Gluten-free culinary starches
Grains have protein and starches. When you take away the protein, you are left with starches. The most popular starches are cornstarch, tapioca starch, arrowroot starch, and potato starch. The starches don't have taste. They are used to thicken liquids and to add volume to baked goods. Even with all the thickening qualities, starches alone won't keep your baked goods from falling apart.
Starch tends to lump together when warmed up, so mix it with cold liquid in a separate cup before slowly adding it to the warm liquids. If your meal becomes too thick, try heating it again.
If you are making gravy or soup, keep in mind that cornstarch will make it look clear and less creamy than if you would use wheat-based starches.
Low-protein Gluten-free flour
Some grains are naturally low in protein. Corn, rice, and millet fall in this category. Flour made from these grains will also be low in protein. If you use these types of flour in your baking, you very well know that your products are not held together. Try using a mixture of a few different low-protein flours.
Rice flour is probably the most common kind of low-protein flour for gluten-free baking. It is not expensive, is widely available, and offers mild taste. It can be a bit gritty and needs to be stored in the refrigerator.
Millet flour is less common, more expensive, and has better taste than rice. Corn flour, not meal, has soft, fine texture, but the taste is stronger.
Low-protein flour can be used for thickening sauces, coating meats for frying, making tempura, and baking flat breads.
Amaranth, quinoa, sorghum, teff, and buckwheat are all low-protein, but they have strong taste, which makes them less universal. Try using them when you want to taste them or combine them with high-protein grains.

(Extracted records)
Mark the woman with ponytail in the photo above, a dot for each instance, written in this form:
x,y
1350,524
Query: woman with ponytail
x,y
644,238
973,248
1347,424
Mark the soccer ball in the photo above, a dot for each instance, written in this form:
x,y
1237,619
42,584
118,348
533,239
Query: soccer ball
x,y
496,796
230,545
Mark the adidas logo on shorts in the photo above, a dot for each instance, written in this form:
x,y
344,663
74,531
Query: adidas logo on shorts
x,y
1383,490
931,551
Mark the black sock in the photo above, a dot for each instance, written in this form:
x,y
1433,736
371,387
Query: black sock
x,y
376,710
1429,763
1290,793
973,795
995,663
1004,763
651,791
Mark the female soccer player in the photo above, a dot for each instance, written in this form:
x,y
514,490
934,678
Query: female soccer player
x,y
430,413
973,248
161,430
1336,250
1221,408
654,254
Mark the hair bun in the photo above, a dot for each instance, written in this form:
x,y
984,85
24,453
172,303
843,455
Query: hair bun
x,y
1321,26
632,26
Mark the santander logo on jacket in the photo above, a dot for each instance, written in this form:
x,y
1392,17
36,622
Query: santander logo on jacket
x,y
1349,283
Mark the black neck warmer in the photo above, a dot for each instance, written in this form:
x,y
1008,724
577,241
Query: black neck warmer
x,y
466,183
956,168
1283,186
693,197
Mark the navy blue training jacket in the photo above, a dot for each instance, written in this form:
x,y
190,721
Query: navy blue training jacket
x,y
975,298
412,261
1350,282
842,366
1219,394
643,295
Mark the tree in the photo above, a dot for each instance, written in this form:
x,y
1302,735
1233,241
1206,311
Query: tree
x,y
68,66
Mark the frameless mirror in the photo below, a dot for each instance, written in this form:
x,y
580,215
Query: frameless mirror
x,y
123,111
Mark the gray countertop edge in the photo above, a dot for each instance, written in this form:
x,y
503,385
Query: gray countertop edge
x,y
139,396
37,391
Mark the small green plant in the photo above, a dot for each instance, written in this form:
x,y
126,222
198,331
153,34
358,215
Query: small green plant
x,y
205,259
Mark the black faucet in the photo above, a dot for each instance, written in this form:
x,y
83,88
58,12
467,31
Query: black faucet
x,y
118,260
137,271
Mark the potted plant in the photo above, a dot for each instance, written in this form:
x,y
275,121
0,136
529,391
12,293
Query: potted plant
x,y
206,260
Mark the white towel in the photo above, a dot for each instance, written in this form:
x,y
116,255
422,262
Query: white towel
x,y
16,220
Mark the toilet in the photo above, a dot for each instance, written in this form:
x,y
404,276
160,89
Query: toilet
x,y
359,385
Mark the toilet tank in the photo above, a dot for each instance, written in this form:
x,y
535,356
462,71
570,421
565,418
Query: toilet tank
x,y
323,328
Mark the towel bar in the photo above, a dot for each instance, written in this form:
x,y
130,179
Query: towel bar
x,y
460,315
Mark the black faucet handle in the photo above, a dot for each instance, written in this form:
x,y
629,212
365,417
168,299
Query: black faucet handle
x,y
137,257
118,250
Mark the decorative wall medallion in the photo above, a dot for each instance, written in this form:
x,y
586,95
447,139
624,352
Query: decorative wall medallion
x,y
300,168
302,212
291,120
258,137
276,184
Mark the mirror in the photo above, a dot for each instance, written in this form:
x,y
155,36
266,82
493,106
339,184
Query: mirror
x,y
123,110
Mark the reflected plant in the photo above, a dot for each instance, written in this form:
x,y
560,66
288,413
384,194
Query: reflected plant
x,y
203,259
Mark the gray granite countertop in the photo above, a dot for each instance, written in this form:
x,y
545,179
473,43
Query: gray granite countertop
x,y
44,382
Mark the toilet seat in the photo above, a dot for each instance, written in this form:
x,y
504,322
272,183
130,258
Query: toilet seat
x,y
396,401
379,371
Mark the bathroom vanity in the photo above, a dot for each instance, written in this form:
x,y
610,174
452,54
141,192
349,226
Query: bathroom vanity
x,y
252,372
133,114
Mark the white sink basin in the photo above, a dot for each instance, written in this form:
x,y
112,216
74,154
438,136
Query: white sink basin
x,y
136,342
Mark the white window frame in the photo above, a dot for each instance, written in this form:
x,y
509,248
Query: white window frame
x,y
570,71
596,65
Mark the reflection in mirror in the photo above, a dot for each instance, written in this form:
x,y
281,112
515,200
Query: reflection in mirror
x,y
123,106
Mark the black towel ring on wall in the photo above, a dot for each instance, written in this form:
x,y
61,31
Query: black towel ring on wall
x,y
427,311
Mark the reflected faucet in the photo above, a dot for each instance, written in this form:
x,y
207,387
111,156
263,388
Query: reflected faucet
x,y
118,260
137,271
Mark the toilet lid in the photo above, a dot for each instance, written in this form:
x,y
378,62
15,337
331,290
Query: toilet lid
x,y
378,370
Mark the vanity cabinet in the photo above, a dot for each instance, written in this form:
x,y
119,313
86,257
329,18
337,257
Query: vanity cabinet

* [SET OF TASKS]
1. In the gluten-free baking text, reproduce word for word the stretch from "Gluten-free culinary starches" through "heating it again.".
2. List each starch that the gluten-free baking text names as one of the most popular.

* [SOLUTIONS BELOW]
1.
Gluten-free culinary starches
Grains have protein and starches. When you take away the protein, you are left with starches. The most popular starches are cornstarch, tapioca starch, arrowroot starch, and potato starch. The starches don't have taste. They are used to thicken liquids and to add volume to baked goods. Even with all the thickening qualities, starches alone won't keep your baked goods from falling apart.
Starch tends to lump together when warmed up, so mix it with cold liquid in a separate cup before slowly adding it to the warm liquids. If your meal becomes too thick, try heating it again.

2. Cornstarch, tapioca starch, arrowroot starch, potato starch